# Start of Reading text

Ummm Aylwin cant even jinx properly its a 7 game streak not 6...............


----------



## Aylwin (Jan 29, 2007)

*Re: The Suns and their streaks*

LOL! Thanks, now stop reminding me!


----------



## Seuss (Aug 19, 2005)

*STICKIED!*​


Aylwin, you will get weekly tasks of jinxing. All opposing opponents will face your fierce jinxing
magic. I will tell you what streak they have going, and you must go to their board and jinx that 
streak.


----------



## Aylwin (Jan 29, 2007)

Cool! So who's up next? :wiz:


----------



## Seuss (Aug 19, 2005)

Aylwin said:


> Cool! So who's up next? :wiz:




lol

Clips are next. So, when they put their Game thread up, make sure you mention how well
they have been playing.


----------



## Aylwin (Jan 29, 2007)

Hmm, I'm not too sure that's a good idea. If my "powers" affect streaks then I don't think we want to break the Clippers' current losing streak. Right? 

Maybe I'll just jinx our current streak instead.


----------



## Aylwin (Jan 29, 2007)

Aylwin said:


> Maybe I'll just jinx our current streak instead.


Mission accomplished! :biggrin:

Wasn't a particularly tough assignment though.


----------



## Seuss (Aug 19, 2005)

Aylwin said:


> Mission accomplished! :biggrin:
> 
> Wasn't a particularly tough assignment though.



hahahaha, good job. :cheers: 


I'm going to keep track of your streak-breaking abillities. So far you are 2-1.


----------



## Aylwin (Jan 29, 2007)

3-1 actually. 

The winning streak. The no double digit loss streak. And now, the losing streak.

You know what worries me though? So far, I've only been able to jinx our own streaks. :uhoh:


----------



## Seuss (Aug 19, 2005)

Aylwin said:


> 3-1 actually.
> 
> The winning streak. The no double digit loss streak. And now, the losing streak.
> 
> You know what worries me though? So far, I've only been able to jinx our own streaks. :uhoh:



I don't think the Bobcats have any streaks to worry about.

We will be playing the Mavs in a few weeks and they might be bring a large streak into town.


----------



## Aylwin (Jan 29, 2007)

Dr. Seuss said:


> We will be playing the Mavs in a few weeks and they might be bring a large streak into town.


Streak or no streak, we definitely need to beat these guys. I'll be anticipating this one...

# End of Reading text
# Start of Collected material

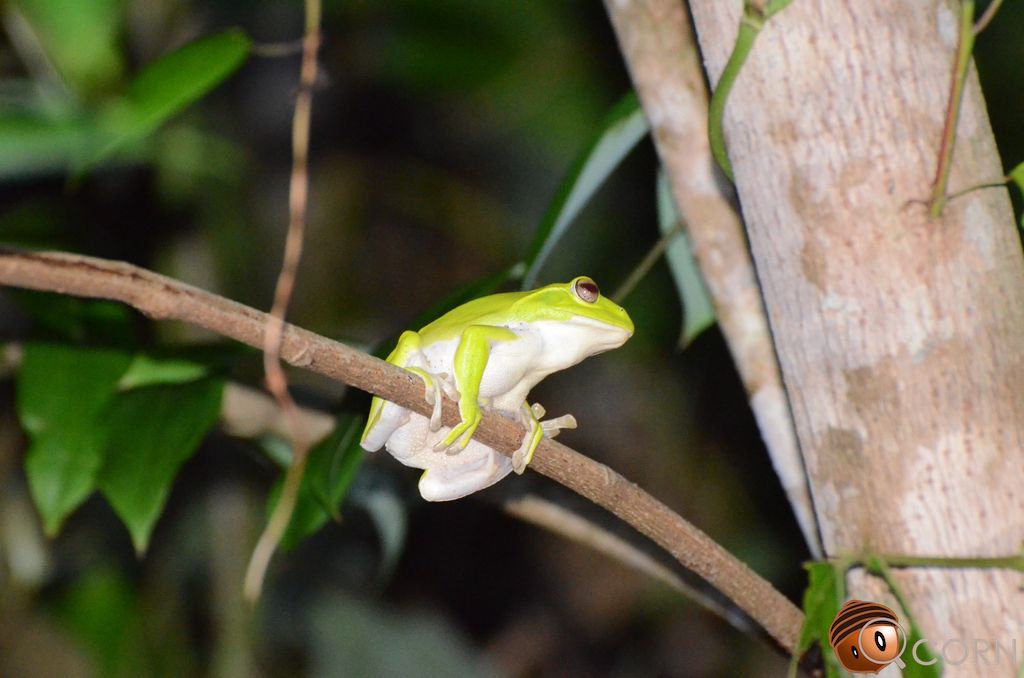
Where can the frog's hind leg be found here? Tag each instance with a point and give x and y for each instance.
(529, 416)
(385, 417)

# End of Collected material

Tasks for this exercise
(a) In the jinx thread, which team does Seuss say is next for Aylwin to jinx?
(b) Repeat the passage of the jinx thread starting at "Hmm, I'm not" and ending at "losing streak. Right?".
Answer using only the jinx thread; the listing is not needed.

Exercise responses
(a) The Clips.

(b)
Hmm, I'm not too sure that's a good idea. If my "powers" affect streaks then I don't think we want to break the Clippers' current losing streak. Right?